**YOUR GOAL**. From the line with "Exercise. Put one point on each instance of the chimney" down to the final line of the material below, quote every line exactly and leave out all lines before it.

**LISTED ENTRIES**.
□ □ □ □
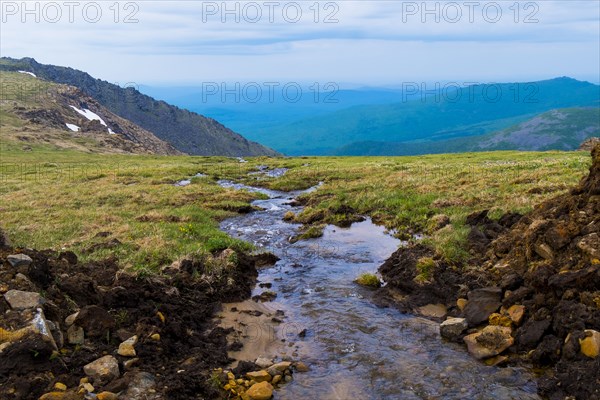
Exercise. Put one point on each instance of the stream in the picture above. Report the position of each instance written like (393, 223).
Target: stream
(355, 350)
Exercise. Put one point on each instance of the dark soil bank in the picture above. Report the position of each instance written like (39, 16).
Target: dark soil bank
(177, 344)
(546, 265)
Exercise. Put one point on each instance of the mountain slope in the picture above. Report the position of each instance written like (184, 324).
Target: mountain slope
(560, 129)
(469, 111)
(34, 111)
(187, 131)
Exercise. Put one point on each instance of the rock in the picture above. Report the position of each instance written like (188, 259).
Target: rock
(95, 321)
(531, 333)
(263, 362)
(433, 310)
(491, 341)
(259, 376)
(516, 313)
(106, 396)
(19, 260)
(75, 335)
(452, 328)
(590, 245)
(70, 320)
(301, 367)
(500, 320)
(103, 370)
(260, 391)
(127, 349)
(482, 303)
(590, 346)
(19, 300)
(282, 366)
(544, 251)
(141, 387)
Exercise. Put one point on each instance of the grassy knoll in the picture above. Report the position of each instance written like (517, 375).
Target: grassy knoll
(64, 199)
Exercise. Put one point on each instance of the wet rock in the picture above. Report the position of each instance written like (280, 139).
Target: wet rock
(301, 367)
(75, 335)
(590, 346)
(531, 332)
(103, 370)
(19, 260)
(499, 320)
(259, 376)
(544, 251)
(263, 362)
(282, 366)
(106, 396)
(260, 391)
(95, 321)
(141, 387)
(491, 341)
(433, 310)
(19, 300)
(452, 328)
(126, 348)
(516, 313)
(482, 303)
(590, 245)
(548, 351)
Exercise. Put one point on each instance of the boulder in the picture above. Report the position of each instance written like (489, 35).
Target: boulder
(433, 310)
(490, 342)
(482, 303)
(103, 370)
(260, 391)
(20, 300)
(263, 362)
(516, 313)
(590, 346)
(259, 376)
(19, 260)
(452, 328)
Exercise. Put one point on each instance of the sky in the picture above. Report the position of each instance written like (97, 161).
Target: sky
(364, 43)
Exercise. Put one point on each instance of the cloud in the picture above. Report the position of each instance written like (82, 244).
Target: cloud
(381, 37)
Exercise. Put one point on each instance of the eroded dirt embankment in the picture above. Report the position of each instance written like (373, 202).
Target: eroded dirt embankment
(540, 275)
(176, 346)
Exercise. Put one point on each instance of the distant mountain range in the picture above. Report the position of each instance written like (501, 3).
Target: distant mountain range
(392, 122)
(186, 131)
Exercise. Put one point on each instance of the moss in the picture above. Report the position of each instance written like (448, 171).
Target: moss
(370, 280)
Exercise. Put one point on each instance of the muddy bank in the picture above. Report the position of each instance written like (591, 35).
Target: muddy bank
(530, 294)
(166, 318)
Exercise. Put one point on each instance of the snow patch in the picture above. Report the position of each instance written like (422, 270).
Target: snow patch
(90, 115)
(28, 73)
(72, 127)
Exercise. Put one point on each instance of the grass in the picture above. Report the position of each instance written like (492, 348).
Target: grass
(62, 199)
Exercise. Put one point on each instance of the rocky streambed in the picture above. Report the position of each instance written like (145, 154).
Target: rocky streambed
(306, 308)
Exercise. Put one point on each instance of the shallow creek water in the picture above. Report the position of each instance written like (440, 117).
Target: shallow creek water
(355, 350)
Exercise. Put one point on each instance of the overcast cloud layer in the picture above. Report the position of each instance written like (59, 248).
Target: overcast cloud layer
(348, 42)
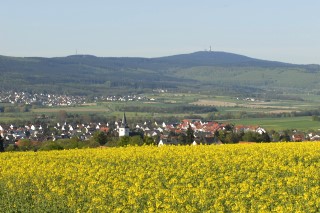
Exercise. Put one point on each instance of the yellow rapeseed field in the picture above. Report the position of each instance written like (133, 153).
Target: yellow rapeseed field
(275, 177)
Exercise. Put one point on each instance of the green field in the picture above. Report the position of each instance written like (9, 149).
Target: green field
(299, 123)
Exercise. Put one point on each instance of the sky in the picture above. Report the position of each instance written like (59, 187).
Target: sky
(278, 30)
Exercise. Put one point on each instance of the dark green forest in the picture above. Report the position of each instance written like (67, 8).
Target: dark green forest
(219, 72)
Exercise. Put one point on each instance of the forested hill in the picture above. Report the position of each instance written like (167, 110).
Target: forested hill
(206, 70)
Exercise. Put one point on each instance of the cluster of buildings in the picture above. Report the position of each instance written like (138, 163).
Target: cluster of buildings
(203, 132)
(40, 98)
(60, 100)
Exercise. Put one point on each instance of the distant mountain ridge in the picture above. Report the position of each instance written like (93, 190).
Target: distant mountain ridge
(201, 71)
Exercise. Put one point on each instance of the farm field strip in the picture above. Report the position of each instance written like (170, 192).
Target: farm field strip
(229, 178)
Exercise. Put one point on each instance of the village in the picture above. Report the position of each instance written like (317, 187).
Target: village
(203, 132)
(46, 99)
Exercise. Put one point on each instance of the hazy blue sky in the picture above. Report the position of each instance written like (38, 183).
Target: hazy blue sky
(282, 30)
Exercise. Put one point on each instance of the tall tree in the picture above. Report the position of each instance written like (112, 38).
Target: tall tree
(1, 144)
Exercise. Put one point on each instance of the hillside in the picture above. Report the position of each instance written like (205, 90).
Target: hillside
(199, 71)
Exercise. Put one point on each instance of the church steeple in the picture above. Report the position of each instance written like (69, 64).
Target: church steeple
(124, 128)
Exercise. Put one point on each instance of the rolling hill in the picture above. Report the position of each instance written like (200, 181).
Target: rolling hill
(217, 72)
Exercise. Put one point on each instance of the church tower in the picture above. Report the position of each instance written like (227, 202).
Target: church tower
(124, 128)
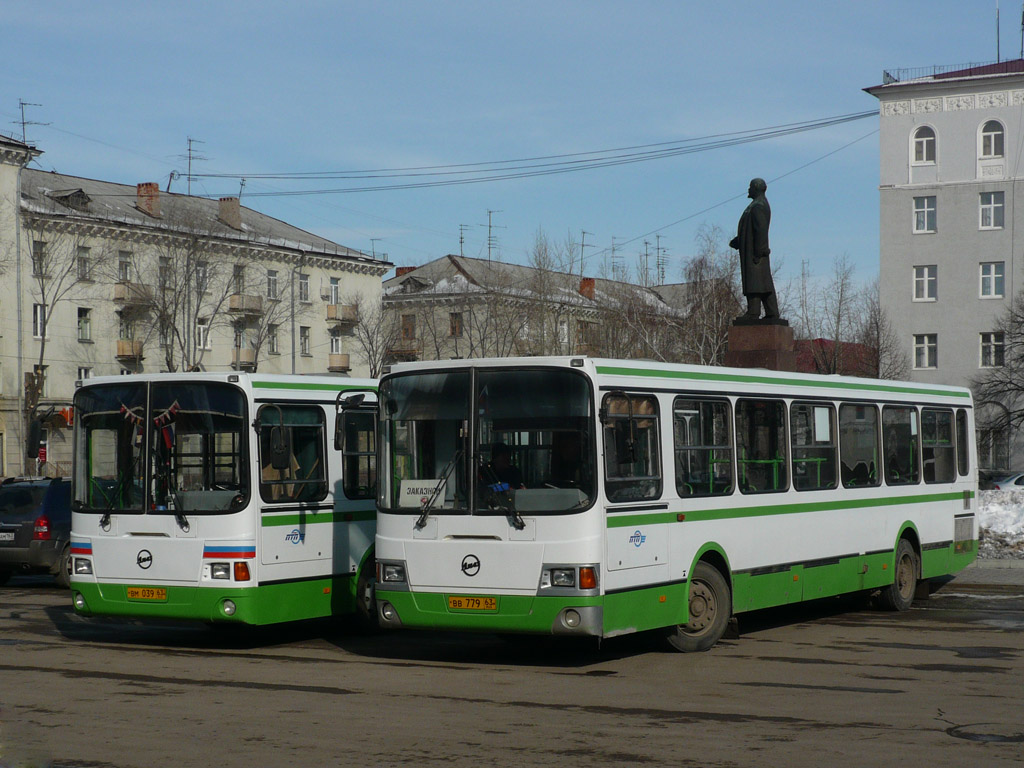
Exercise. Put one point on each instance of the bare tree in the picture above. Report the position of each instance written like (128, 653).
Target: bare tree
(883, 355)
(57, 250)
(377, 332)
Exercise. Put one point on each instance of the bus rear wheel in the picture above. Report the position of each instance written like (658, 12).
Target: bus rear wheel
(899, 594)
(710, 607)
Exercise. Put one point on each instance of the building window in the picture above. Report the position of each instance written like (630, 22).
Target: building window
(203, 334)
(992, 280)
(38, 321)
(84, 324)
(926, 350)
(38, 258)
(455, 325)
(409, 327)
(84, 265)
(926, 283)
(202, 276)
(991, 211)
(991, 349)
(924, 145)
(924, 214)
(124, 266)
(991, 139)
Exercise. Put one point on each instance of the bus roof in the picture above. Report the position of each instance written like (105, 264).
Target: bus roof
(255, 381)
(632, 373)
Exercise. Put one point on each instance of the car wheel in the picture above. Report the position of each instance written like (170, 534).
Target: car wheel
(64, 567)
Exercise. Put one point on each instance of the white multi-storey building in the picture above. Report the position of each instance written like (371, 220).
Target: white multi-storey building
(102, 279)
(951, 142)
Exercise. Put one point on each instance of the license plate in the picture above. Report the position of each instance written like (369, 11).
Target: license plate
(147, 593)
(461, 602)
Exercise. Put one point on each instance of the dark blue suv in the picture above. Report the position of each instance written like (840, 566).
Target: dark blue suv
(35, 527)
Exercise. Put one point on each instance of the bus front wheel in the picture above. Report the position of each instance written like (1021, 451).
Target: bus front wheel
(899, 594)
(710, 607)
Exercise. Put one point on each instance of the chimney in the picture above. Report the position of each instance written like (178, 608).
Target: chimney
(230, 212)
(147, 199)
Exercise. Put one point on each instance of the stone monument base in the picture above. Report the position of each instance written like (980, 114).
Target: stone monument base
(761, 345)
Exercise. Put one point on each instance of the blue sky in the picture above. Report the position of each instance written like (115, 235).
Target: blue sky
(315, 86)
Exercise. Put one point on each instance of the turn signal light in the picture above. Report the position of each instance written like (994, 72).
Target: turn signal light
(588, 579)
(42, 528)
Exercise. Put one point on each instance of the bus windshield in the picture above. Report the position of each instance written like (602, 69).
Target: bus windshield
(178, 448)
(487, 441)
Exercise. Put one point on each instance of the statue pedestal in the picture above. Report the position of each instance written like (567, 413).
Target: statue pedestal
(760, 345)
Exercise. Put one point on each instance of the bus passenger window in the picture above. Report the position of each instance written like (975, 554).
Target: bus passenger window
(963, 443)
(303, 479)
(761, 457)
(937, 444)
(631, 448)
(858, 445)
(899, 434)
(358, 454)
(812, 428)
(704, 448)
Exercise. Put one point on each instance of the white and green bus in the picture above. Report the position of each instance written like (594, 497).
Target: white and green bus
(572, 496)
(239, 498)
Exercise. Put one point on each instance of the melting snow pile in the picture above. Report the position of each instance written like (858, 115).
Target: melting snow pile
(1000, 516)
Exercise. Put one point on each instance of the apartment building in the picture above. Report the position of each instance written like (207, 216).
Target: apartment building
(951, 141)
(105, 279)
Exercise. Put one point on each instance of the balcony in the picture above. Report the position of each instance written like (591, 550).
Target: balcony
□ □ □ □
**COMPLETE RESPONSE**.
Exercise. Put one point on each instance of the chimney in the picture above. Report the position of each instance written like (178, 608).
Target: chimney
(230, 212)
(147, 199)
Exercise. Put one point on each instance of the stone monument base in the picture above. Report the position of each instance written like (980, 114).
Target: stone monument base
(761, 345)
Exercise. Put one point on each instance of the blue sky in the picture above. Report the position of each instance written like (115, 235).
Target: blue sky
(315, 86)
Exercise. Put one point on each instance of the turn signal light in the picture above. Report the position of each instance written like (994, 72).
Target: turn signal light
(588, 579)
(42, 528)
Exercise. Put one point on each instance of the bus windshield in the picture above. Report the position of each instance written like (602, 69).
Target: bus windshield
(178, 448)
(487, 441)
Exercise. Put one point on each instance of the statue pedestal in the picture above. Report the position of each instance written like (567, 413).
Target: statue pedestal
(760, 345)
Exercise. Put one point on each instance of the bus passenger window in the picture above. Report the position of each instance written like (975, 554).
Target: bus passenger window
(963, 443)
(303, 479)
(761, 457)
(937, 444)
(631, 448)
(858, 445)
(899, 434)
(358, 454)
(812, 428)
(704, 448)
Exercise. Put one point on each instance of the white and green bus in the picture above. Report the position of each instance written like (594, 497).
Target: white and green bus
(572, 496)
(239, 498)
Exercise. Put one point on each instance of the melting snow pile in the picture above. Report the position of each instance written like (858, 115).
Target: melting snow pile
(1000, 516)
Exercise. Put one point on each instance of the apartment building in the picture above. Report the position of each instance written like (207, 216).
Target: apartment building
(951, 141)
(105, 279)
Exercise. Put one point on each instance of the balcony in the picture above. Report the position of each instance written like (591, 550).
Target: balcony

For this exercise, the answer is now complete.